▶ _課題_
**A.** 漢字のなりたちを扱った対談では、新種の発掘資料が爆発的に増えはじめたのはいつごろからだと述べているか。
**B.** 漢字のなりたちについての対談のうち、「なりたち:なりたち・解字・字源など呼び方もさまざまです」から「なりたち解説を載せています」」までの部分を、「漢和辞典」を「国語辞典」に置き換えて書き直せ。
**C.** 漢和辞典のなりたち解説をめぐる対談が途切れたところから、その続きを書け。

なりたち:なりたち・解字・字源など呼び方もさまざまです
実況「春の陽気に蒸し殺されそうなみなさま、こんばんは! 漢和辞典アワード2023+1の実況かげると」
解説「部屋の中の冷え込みが解せぬ。解説はたかぱしです」
実況「さて、漢和辞典の中身比較もとうとう12回目となりました。ぶっちゃけこの話はいつまで続くんでしょうか、たかぱしさん」
解説「今回までですね」
実況「おや、なんと、今日が最終回でしたか。では最後を飾るお題はすばりなんですか?」
解説「最後に漢和辞典における漢字のなりたち解説を比較してみたいと思います」
実況「なりたち、ですか。つまり、その漢字がどうやって作られたか、といった解説なわけですよね。それって漢和辞典に必要なんですか?」
解説「まあ、必須ではないですね。しかし、漢字を理解したり覚えたりする役に立つため、多くの辞書がこのなりたち解説を載せています」
実況「そうなんですね。この“なりたち”界隈はいろいろなところで物議を醸しているとかなんとか、物騒な話も聞きますが?」
解説「そうですねえ。ぶっちゃけ漢字のなりたちなんて、本当のところは分かりませんから。もちろん、現在進行形で漢字の研究は進められていて、新発見から定説が覆ったり旧説が補強されたりしていますよ」
実況「へえ。っていうか、漢字に新発見とかあるんですか?」
解説「あります! 主に90年代から新種の発掘資料が爆発的に増え、その結果今までは失われていた漢字の元の形が見つかる、なんてことが起きています」
実況「まじの新発見なんですね! 恐竜の研究みたいです」
解説「とはいえ、やっぱり事実は分からないと思うべきで、どんななりたち解説も“一説”に過ぎません」
実況「一生懸命研究している先生たちに怒られそうな発言ですね」
解説「研究は本当にありがたいものです。ただ、現代人の我々は漢字と一口に言ってますが、実は生まれた時期も場所も文化もさまざまで、それらが混ざったり統合されたり間違えられたりして今のかたちになっているわけです。そうした変遷をすべて合理的系統的に説明できるわけがない。そう思います」
実況「なるほど。一説にこだわりすぎないほうがいいですね」
解説「まあ、漢和辞典を使っている我々は漢字学の専門家でもなんでもないですから。気楽に楽しんでいきましょう」
実況「専門家たちの研究の叡知を摂取できると考えるとお得ですね、漢和辞典」
解説「ただひとつ、大した知識も研究も根拠もなく表面的な解釈から適当ななりたち解説かましてくるヤツらだけは許さないです」
実況「そこはねちっこく嫌ってますね」
解説「重要です!」
実況「まあまあ分かりました。そんなわけで、今回もなりたち解説の“質”ではなく“量”を比べていくわけですね」

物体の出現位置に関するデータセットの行
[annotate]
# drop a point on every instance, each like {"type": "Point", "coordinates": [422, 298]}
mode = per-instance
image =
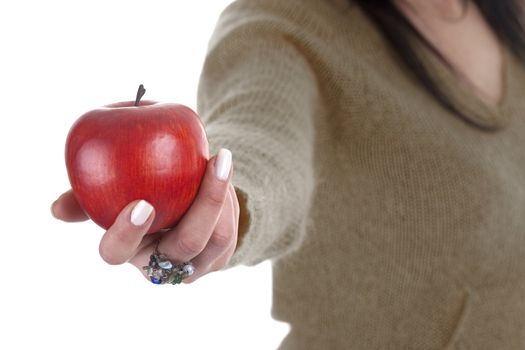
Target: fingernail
{"type": "Point", "coordinates": [141, 213]}
{"type": "Point", "coordinates": [223, 164]}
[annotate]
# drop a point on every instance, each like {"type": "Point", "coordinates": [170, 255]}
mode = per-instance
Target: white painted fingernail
{"type": "Point", "coordinates": [223, 164]}
{"type": "Point", "coordinates": [141, 213]}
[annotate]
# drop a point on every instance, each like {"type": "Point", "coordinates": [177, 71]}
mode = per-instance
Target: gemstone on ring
{"type": "Point", "coordinates": [188, 269]}
{"type": "Point", "coordinates": [165, 264]}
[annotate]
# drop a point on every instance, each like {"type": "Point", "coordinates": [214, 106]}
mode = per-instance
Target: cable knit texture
{"type": "Point", "coordinates": [391, 222]}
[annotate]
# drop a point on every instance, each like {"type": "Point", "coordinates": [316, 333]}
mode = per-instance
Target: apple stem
{"type": "Point", "coordinates": [140, 93]}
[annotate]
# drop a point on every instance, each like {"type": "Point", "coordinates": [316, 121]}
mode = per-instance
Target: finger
{"type": "Point", "coordinates": [123, 238]}
{"type": "Point", "coordinates": [223, 237]}
{"type": "Point", "coordinates": [192, 233]}
{"type": "Point", "coordinates": [66, 208]}
{"type": "Point", "coordinates": [236, 207]}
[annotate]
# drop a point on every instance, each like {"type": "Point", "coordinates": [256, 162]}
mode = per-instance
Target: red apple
{"type": "Point", "coordinates": [137, 150]}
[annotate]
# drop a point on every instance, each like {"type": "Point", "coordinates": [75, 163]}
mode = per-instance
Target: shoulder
{"type": "Point", "coordinates": [298, 18]}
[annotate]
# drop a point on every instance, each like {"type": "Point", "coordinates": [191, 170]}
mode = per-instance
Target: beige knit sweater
{"type": "Point", "coordinates": [391, 222]}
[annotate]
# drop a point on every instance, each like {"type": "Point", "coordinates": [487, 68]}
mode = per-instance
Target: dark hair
{"type": "Point", "coordinates": [504, 16]}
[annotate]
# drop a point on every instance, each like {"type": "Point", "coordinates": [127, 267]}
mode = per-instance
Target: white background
{"type": "Point", "coordinates": [59, 59]}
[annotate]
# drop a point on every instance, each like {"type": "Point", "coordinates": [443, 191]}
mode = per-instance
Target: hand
{"type": "Point", "coordinates": [206, 235]}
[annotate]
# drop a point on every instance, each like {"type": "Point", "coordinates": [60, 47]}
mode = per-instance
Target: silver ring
{"type": "Point", "coordinates": [161, 270]}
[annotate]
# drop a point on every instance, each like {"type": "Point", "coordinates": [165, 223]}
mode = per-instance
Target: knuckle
{"type": "Point", "coordinates": [189, 246]}
{"type": "Point", "coordinates": [221, 238]}
{"type": "Point", "coordinates": [107, 255]}
{"type": "Point", "coordinates": [214, 198]}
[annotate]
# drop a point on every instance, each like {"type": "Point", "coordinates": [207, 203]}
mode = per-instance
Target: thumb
{"type": "Point", "coordinates": [122, 239]}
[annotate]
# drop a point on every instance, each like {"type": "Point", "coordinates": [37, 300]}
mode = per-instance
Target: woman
{"type": "Point", "coordinates": [379, 164]}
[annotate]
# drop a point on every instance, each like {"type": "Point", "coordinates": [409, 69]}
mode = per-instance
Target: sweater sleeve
{"type": "Point", "coordinates": [257, 96]}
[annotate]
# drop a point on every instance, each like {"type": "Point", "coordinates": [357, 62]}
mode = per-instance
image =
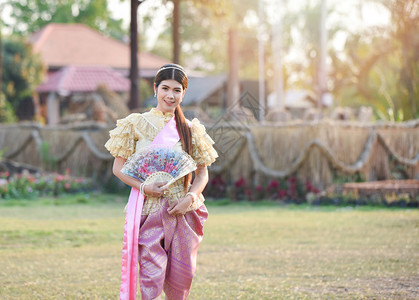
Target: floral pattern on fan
{"type": "Point", "coordinates": [159, 163]}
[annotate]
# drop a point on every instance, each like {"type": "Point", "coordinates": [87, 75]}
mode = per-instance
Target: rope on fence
{"type": "Point", "coordinates": [20, 147]}
{"type": "Point", "coordinates": [357, 166]}
{"type": "Point", "coordinates": [402, 160]}
{"type": "Point", "coordinates": [254, 153]}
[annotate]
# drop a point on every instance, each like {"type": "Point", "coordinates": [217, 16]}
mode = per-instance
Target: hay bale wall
{"type": "Point", "coordinates": [317, 151]}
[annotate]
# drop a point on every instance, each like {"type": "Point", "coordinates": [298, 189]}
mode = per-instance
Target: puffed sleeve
{"type": "Point", "coordinates": [202, 150]}
{"type": "Point", "coordinates": [122, 138]}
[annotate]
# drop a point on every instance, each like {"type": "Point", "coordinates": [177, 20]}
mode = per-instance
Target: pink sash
{"type": "Point", "coordinates": [168, 136]}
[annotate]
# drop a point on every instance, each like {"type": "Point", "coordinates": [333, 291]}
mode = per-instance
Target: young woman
{"type": "Point", "coordinates": [167, 229]}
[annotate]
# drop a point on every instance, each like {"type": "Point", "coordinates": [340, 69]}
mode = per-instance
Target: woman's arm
{"type": "Point", "coordinates": [154, 189]}
{"type": "Point", "coordinates": [201, 179]}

▶ _解答_
**A.** 主に90年代からである。

**B.**
なりたち:なりたち・解字・字源など呼び方もさまざまです
実況「春の陽気に蒸し殺されそうなみなさま、こんばんは! 国語辞典アワード2023+1の実況かげると」
解説「部屋の中の冷え込みが解せぬ。解説はたかぱしです」
実況「さて、国語辞典の中身比較もとうとう12回目となりました。ぶっちゃけこの話はいつまで続くんでしょうか、たかぱしさん」
解説「今回までですね」
実況「おや、なんと、今日が最終回でしたか。では最後を飾るお題はすばりなんですか?」
解説「最後に国語辞典における漢字のなりたち解説を比較してみたいと思います」
実況「なりたち、ですか。つまり、その漢字がどうやって作られたか、といった解説なわけですよね。それって国語辞典に必要なんですか?」
解説「まあ、必須ではないですね。しかし、漢字を理解したり覚えたりする役に立つため、多くの辞書がこのなりたち解説を載せています」

**C.**
解説「そうですね。でもまあ、今回はせっかくなので、各辞書の説の傾向もちらっとご紹介します」
実況「お、なりたち解説の内容に触れるんですね」
解説「漢字学における説派閥ではなく、あくまで漢和辞典から見た説傾向ですが。漢字学はド素人なので」
実況「文字コードのときと同じ流れですね。それではさっそくですが、そもそも漢和辞典のなりたち解説というのは、採用する説以外に違いがあったりするんでしょうか」
解説「ふたつあります。まずひとつが、なりたち解説を置く位置の違い、ふたつめがなりたち解説を載せる漢字の多さの違い、ですね」
実況「多さの違いはなんとなく分かりますが、位置の違いというのはなんですか?」
解説「なりたち解説を意味解説より前に置く派と後に置く派とがあるんです」
実況「はあ、なるほど。で、後か先かでなにか変わるんですか?」
解説「特に変わりません」
実況「変わらないんかい!」
解説「でも、気持ち、字義より前になりたち解説がある場合は、漢字の意味を理解するために成り立ちを知ることが必要だと考えている傾向があります」
実況「そうなんですか? じゃあ後にしている派は?」
解説「なりたち解説はあくまで理解を深める補足情報という位置付けですね」
実況「はあ、なるほど。なんかたかぱしさんの牽強付会のような気もしますが」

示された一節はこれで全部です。